**JOB**
Every entry needs to be reproduced exactly.
──────────
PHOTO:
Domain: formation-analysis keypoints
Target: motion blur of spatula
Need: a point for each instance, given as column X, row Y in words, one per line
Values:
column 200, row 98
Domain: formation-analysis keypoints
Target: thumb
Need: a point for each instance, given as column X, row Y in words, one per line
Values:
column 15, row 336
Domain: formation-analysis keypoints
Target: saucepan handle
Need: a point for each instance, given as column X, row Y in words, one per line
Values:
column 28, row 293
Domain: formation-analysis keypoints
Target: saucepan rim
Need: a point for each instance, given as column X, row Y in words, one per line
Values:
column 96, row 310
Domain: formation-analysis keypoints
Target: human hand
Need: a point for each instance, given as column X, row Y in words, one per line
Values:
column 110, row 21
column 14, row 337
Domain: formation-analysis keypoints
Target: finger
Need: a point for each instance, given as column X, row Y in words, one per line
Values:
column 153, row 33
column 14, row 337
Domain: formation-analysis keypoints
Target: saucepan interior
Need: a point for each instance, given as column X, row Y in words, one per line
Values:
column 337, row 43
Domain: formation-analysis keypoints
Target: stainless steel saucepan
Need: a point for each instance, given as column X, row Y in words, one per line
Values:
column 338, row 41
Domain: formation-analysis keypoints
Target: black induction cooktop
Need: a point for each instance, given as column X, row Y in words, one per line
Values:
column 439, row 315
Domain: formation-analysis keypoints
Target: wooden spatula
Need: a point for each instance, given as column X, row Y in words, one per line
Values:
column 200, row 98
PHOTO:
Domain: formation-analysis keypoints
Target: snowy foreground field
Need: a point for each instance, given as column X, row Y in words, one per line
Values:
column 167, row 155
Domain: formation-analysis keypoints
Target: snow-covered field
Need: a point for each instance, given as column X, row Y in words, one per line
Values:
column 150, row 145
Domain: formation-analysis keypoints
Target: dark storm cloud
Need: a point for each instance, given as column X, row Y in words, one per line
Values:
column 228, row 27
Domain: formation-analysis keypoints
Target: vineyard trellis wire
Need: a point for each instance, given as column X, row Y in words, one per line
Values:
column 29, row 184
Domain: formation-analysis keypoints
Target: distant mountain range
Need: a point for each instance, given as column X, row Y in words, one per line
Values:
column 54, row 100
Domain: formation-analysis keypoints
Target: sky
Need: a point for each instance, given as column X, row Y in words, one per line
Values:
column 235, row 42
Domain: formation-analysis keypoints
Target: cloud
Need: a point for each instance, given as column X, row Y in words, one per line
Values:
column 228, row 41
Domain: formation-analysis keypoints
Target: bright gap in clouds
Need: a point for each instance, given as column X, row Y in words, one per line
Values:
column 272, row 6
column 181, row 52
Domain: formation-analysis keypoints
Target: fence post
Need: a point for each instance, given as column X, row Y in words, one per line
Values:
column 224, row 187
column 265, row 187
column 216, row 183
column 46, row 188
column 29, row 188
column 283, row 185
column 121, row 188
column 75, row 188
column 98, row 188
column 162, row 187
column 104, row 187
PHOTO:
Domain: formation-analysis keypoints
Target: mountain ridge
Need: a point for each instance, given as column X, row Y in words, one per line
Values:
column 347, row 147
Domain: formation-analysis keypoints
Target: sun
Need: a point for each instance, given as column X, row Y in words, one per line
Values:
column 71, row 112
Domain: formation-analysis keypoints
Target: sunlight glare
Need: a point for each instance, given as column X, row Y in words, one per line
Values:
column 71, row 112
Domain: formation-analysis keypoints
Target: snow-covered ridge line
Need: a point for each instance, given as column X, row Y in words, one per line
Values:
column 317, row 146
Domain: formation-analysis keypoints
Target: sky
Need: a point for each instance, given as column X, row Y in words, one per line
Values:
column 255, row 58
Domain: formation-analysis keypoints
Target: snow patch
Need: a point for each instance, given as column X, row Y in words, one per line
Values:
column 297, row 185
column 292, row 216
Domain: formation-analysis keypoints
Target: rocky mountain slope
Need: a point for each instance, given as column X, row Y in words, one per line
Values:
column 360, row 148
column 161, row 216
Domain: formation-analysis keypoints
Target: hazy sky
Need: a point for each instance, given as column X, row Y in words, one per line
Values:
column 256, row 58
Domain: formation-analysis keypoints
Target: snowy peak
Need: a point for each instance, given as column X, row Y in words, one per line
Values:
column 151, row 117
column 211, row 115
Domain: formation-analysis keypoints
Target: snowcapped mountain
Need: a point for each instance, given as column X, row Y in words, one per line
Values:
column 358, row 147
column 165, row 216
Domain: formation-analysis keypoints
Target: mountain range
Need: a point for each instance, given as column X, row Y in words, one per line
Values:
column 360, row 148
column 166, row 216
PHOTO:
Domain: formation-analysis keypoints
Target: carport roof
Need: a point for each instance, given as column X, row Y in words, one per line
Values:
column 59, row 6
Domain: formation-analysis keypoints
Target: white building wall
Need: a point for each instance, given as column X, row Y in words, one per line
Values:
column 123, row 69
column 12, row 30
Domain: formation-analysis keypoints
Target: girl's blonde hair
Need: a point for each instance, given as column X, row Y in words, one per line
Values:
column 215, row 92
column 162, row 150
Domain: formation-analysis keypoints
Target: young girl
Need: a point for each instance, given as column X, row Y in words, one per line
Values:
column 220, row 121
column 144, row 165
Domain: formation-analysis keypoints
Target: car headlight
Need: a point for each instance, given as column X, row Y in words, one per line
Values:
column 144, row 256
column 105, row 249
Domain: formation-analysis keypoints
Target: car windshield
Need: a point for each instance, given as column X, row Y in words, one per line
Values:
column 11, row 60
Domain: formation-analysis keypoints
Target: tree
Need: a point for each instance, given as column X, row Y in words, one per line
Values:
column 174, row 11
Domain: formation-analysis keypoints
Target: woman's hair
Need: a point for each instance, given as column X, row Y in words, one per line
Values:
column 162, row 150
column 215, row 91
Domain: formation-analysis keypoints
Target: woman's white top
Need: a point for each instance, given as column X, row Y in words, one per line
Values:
──────────
**THE ANSWER**
PHOTO:
Domain: formation-analysis keypoints
Target: motion blur of spatula
Need: a point for each instance, given as column X, row Y in words, one per line
Values:
column 200, row 98
Domain: formation-analysis keypoints
Target: thumb
Need: a point for each instance, given as column X, row Y in words, one per line
Values:
column 15, row 336
Domain: formation-analysis keypoints
Target: saucepan handle
Need: a point for each instance, given as column X, row Y in words, one per line
Values:
column 28, row 293
Domain: formation-analysis keypoints
Target: saucepan rim
Need: a point for each instance, given as column X, row Y in words, one per line
Values:
column 96, row 310
Domain: formation-analysis keypoints
Target: human hand
Need: a point for each instance, given as column X, row Y in words, one per line
Values:
column 110, row 21
column 14, row 337
Domain: formation-analysis keypoints
Target: finger
Need: a point for each instance, given as column X, row Y in words, one per line
Values:
column 153, row 33
column 14, row 337
Domain: formation-analysis keypoints
Target: saucepan interior
Need: a point for each instance, given as column X, row Y in words, one per line
Values:
column 337, row 43
Domain: formation-analysis keypoints
Target: stainless steel saucepan
Need: a point for each instance, given as column X, row Y in words, one per line
Values:
column 338, row 41
Domain: formation-analysis keypoints
Target: black induction cooktop
Need: a point for each instance, given as column X, row Y in words, one per line
Values:
column 439, row 315
Domain: formation-analysis keypoints
Target: wooden spatula
Need: a point for each instance, given as column X, row Y in words, one per line
Values:
column 200, row 98
PHOTO:
Domain: formation-analysis keypoints
Target: snowy foreground field
Need: a point for each instance, given as column X, row Y in words, one per line
Values:
column 167, row 155
Domain: formation-analysis keypoints
Target: snow-covered field
Need: a point for each instance, given as column X, row Y in words, one per line
Values:
column 150, row 145
Domain: formation-analysis keypoints
Target: dark storm cloud
Need: a point for each instance, given as column X, row Y in words, one per line
Values:
column 228, row 27
Domain: formation-analysis keypoints
Target: vineyard trellis wire
Need: a point for each instance, given as column X, row Y in words, one per line
Values:
column 29, row 184
Domain: formation-analysis keypoints
Target: distant mountain range
Need: a point for each instance, given as column X, row Y in words, one per line
Values:
column 54, row 100
Domain: formation-analysis keypoints
Target: sky
Need: a point for each instance, given as column X, row Y in words, one per line
Values:
column 235, row 42
Domain: formation-analysis keypoints
Target: cloud
Need: a point for each instance, given as column X, row Y in words, one per line
Values:
column 228, row 41
Domain: formation-analysis keypoints
Target: bright gap in clouds
Need: a point for each instance, given as column X, row Y in words, one per line
Values:
column 272, row 6
column 181, row 52
Domain: formation-analysis keypoints
Target: fence post
Need: a point for each instance, given as column X, row Y in words, one per line
Values:
column 224, row 187
column 265, row 187
column 216, row 183
column 46, row 188
column 29, row 188
column 283, row 185
column 121, row 188
column 75, row 188
column 98, row 188
column 162, row 187
column 104, row 187
PHOTO:
Domain: formation-analysis keypoints
Target: mountain ridge
Need: a point for each instance, given as column X, row Y in words, one per line
Values:
column 347, row 147
Domain: formation-analysis keypoints
Target: sun
Need: a point for each instance, given as column X, row Y in words, one per line
Values:
column 71, row 112
Domain: formation-analysis keypoints
Target: sunlight glare
Need: a point for each instance, given as column X, row Y in words, one per line
Values:
column 71, row 112
Domain: formation-analysis keypoints
Target: snow-covered ridge line
Need: a point for each instance, given as column X, row Y in words, one per line
Values:
column 317, row 146
Domain: formation-analysis keypoints
Target: sky
Need: a point for each instance, given as column X, row Y in words, one per line
Values:
column 255, row 58
Domain: formation-analysis keypoints
Target: snow patch
Need: a point for each instance, given as column X, row Y in words, one per line
Values:
column 297, row 185
column 292, row 216
Domain: formation-analysis keypoints
Target: rocky mountain slope
Need: a point for each instance, given as column X, row Y in words, one per line
Values:
column 360, row 148
column 161, row 216
Domain: formation-analysis keypoints
Target: hazy sky
Need: a point for each instance, given as column X, row Y in words, one per line
Values:
column 256, row 58
Domain: formation-analysis keypoints
Target: snowy peak
Need: a point for each instance, given as column X, row Y in words, one per line
Values:
column 151, row 117
column 211, row 115
Domain: formation-analysis keypoints
Target: snowcapped mountain
Need: a point for each instance, given as column X, row Y in words, one per line
Values:
column 358, row 147
column 165, row 216
Domain: formation-analysis keypoints
Target: mountain range
Need: a point for each instance, given as column X, row Y in words, one per line
Values:
column 360, row 148
column 166, row 216
PHOTO:
Domain: formation-analysis keypoints
Target: carport roof
Need: a point for each instance, given as column X, row Y in words, one per line
Values:
column 59, row 6
Domain: formation-analysis keypoints
Target: white building wall
Need: a point for each instance, given as column X, row Y in words, one per line
Values:
column 123, row 69
column 12, row 30
Domain: formation-analysis keypoints
Target: girl's blonde hair
Need: a point for each instance, given as column X, row Y in words, one per line
Values:
column 215, row 92
column 162, row 150
Domain: formation-analysis keypoints
Target: young girl
Need: a point for each instance, given as column X, row Y in words, one per line
Values:
column 220, row 121
column 144, row 165
Domain: formation-analysis keypoints
Target: car headlight
Need: a point for each instance, given as column X, row Y in words, one per line
Values:
column 144, row 256
column 105, row 249
Domain: formation-analysis keypoints
Target: car windshield
Need: a point for each instance, given as column X, row Y in words, one per line
Values:
column 11, row 60
Domain: formation-analysis keypoints
Target: tree
Need: a point for each instance, given as column X, row Y in words, one per line
Values:
column 174, row 11
Domain: formation-analysis keypoints
Target: woman's hair
Need: a point for each instance, given as column X, row Y in words, one per line
Values:
column 162, row 150
column 215, row 91
Domain: formation-analysis keypoints
Target: woman's white top
Need: a point for each instance, given as column X, row Y in words, one per line
Values:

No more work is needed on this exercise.